====== SOURCE DATA ======

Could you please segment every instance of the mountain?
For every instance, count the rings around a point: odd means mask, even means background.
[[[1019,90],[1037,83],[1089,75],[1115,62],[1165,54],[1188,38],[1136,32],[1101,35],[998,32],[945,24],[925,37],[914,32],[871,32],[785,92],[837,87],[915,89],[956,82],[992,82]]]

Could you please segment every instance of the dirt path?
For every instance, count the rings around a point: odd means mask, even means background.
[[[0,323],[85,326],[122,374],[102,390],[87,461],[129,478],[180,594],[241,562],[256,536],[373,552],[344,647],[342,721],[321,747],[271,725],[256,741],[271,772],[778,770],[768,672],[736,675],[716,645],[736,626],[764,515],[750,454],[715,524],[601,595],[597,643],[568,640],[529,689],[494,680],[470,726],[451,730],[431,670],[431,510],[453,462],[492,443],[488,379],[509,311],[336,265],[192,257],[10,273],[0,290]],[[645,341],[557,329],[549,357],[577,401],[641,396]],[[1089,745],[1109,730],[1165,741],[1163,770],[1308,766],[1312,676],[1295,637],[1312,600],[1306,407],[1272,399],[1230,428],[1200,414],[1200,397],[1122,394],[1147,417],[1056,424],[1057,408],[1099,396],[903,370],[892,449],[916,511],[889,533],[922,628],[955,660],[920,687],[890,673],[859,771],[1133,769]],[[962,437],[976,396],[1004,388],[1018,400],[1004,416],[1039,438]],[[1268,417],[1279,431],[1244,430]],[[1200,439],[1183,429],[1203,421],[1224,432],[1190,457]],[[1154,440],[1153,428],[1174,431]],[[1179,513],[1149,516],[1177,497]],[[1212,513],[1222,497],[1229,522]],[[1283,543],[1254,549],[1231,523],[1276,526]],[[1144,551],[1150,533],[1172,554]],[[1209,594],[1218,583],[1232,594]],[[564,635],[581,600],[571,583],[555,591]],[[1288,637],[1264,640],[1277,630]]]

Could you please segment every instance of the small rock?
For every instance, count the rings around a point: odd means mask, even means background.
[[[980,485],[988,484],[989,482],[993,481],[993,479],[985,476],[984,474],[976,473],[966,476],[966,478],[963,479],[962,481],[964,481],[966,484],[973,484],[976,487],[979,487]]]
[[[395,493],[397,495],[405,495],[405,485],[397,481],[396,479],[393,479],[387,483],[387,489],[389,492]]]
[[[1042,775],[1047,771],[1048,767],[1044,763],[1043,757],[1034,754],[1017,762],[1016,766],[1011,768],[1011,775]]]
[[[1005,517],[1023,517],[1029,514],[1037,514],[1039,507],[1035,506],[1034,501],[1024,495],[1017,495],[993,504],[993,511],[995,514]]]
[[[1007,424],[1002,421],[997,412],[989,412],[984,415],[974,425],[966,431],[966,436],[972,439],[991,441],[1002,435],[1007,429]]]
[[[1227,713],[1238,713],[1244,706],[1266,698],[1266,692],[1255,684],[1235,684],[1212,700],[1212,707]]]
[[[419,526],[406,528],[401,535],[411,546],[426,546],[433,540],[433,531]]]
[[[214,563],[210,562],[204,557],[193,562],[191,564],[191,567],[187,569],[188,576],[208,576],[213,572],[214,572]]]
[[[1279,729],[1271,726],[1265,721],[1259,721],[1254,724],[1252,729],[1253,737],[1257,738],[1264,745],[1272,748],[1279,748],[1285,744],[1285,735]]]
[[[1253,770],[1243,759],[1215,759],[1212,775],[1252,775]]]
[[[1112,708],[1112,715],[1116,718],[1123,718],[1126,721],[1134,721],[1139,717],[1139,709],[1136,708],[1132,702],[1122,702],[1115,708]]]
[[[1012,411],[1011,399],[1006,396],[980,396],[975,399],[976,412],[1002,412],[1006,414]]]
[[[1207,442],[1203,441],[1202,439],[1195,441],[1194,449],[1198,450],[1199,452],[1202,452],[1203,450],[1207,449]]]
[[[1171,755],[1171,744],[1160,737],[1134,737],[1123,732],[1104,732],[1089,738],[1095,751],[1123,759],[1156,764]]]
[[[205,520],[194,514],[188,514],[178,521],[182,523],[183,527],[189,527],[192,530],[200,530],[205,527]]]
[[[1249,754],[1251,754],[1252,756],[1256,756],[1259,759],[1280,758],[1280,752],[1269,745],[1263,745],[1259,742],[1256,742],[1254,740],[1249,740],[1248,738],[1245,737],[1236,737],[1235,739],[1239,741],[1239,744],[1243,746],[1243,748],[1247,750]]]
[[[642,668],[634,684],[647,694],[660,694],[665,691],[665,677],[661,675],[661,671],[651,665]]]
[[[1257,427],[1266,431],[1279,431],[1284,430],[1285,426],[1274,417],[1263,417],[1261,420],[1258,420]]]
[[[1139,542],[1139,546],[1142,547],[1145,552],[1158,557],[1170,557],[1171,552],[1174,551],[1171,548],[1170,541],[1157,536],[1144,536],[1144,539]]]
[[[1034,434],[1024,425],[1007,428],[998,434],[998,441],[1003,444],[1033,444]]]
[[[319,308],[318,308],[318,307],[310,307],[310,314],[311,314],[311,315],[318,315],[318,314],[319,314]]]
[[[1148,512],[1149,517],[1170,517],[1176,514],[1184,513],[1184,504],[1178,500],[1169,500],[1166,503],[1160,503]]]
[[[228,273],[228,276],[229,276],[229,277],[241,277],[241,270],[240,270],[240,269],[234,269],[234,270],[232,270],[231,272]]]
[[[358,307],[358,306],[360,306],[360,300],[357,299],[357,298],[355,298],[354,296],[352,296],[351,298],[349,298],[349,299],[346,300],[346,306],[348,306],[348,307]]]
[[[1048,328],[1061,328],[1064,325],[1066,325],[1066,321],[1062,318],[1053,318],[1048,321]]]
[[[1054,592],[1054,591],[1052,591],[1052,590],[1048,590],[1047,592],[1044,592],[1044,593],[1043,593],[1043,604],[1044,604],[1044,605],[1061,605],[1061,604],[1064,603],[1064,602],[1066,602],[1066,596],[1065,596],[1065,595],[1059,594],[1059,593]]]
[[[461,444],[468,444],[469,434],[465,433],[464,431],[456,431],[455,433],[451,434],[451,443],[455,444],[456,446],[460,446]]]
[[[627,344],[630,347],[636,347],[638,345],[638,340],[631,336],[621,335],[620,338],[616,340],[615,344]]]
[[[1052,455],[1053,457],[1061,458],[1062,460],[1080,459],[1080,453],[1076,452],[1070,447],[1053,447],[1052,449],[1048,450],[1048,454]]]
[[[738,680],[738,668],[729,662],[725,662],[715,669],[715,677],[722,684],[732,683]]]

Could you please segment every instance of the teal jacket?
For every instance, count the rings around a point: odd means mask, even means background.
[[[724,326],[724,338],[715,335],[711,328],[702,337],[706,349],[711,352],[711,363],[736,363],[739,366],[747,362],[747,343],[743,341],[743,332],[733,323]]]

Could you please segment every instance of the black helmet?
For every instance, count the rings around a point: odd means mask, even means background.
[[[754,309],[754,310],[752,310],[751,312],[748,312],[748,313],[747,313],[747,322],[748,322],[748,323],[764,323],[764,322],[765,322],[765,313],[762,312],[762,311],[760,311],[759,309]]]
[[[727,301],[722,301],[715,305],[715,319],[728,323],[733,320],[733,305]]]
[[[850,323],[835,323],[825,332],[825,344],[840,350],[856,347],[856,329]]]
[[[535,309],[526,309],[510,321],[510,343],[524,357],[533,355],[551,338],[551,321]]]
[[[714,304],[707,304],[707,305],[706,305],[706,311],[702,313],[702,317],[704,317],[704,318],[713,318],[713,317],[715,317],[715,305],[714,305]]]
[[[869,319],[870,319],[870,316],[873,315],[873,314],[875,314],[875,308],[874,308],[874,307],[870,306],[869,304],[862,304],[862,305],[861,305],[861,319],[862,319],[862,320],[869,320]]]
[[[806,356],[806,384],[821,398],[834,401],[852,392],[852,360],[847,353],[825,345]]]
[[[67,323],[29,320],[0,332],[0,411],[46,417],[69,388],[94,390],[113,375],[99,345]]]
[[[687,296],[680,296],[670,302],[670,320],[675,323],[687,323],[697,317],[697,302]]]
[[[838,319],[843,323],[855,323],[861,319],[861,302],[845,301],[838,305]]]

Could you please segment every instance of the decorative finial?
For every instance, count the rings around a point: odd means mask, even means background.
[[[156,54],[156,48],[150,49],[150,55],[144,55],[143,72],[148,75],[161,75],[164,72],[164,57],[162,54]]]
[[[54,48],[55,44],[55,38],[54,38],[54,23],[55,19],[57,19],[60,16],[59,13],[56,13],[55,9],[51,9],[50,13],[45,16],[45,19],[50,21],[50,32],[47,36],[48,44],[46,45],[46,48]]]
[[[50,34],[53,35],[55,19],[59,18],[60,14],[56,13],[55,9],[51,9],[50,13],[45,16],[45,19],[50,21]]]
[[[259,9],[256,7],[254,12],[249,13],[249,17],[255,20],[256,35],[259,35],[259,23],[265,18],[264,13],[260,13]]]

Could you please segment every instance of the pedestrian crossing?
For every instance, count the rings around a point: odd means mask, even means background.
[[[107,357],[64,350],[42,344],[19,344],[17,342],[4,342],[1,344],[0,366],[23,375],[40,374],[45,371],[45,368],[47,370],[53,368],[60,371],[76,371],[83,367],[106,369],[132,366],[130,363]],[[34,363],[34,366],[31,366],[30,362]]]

======

EXERCISE INSTRUCTIONS: Output exactly the span of lines beginning at the first line of the records and ending at the line that holds "Could you please segment every instance of the small", inclusive, with no other text.

SOLVED PROBLEM:
Could you please segment every instance of the mountain?
For every instance, count the rings around a point: odd means mask, even means background.
[[[1019,90],[1037,83],[1089,75],[1115,62],[1165,54],[1188,38],[1136,32],[1101,35],[998,32],[945,24],[925,37],[914,32],[871,32],[785,92],[837,87],[915,89],[956,82],[992,82]]]

Could you please segment every instance of the dirt path?
For every instance, count the rings around a point: odd means mask, even means background.
[[[0,323],[85,326],[122,374],[102,390],[87,461],[129,478],[180,594],[241,562],[256,536],[373,552],[344,647],[342,721],[321,747],[271,725],[256,741],[271,772],[778,770],[768,672],[736,675],[716,645],[736,626],[764,515],[750,454],[715,524],[601,595],[597,643],[568,640],[529,689],[494,680],[470,726],[451,730],[431,670],[431,510],[453,462],[492,443],[488,379],[509,311],[336,265],[192,257],[10,273],[0,290]],[[645,341],[557,329],[549,357],[577,401],[641,396]],[[1089,745],[1109,730],[1165,741],[1163,770],[1308,766],[1312,676],[1295,637],[1312,600],[1306,407],[1272,399],[1230,428],[1200,414],[1200,397],[1122,394],[1147,417],[1056,424],[1057,408],[1099,396],[903,370],[892,449],[916,511],[889,533],[922,628],[955,660],[920,687],[890,673],[859,771],[1133,769]],[[962,437],[976,396],[1004,388],[1018,400],[1004,416],[1039,438]],[[1268,417],[1279,431],[1244,430]],[[1200,439],[1183,429],[1203,421],[1224,432],[1190,457]],[[1154,440],[1153,428],[1174,431]],[[1179,513],[1149,516],[1177,497]],[[1212,513],[1222,497],[1229,522]],[[1283,543],[1254,549],[1231,523],[1276,526]],[[1144,551],[1150,533],[1172,554]],[[1209,594],[1218,583],[1232,594]],[[564,635],[581,600],[571,583],[555,591]],[[1288,637],[1264,640],[1277,630]]]

Could you please segment every instance of the small rock?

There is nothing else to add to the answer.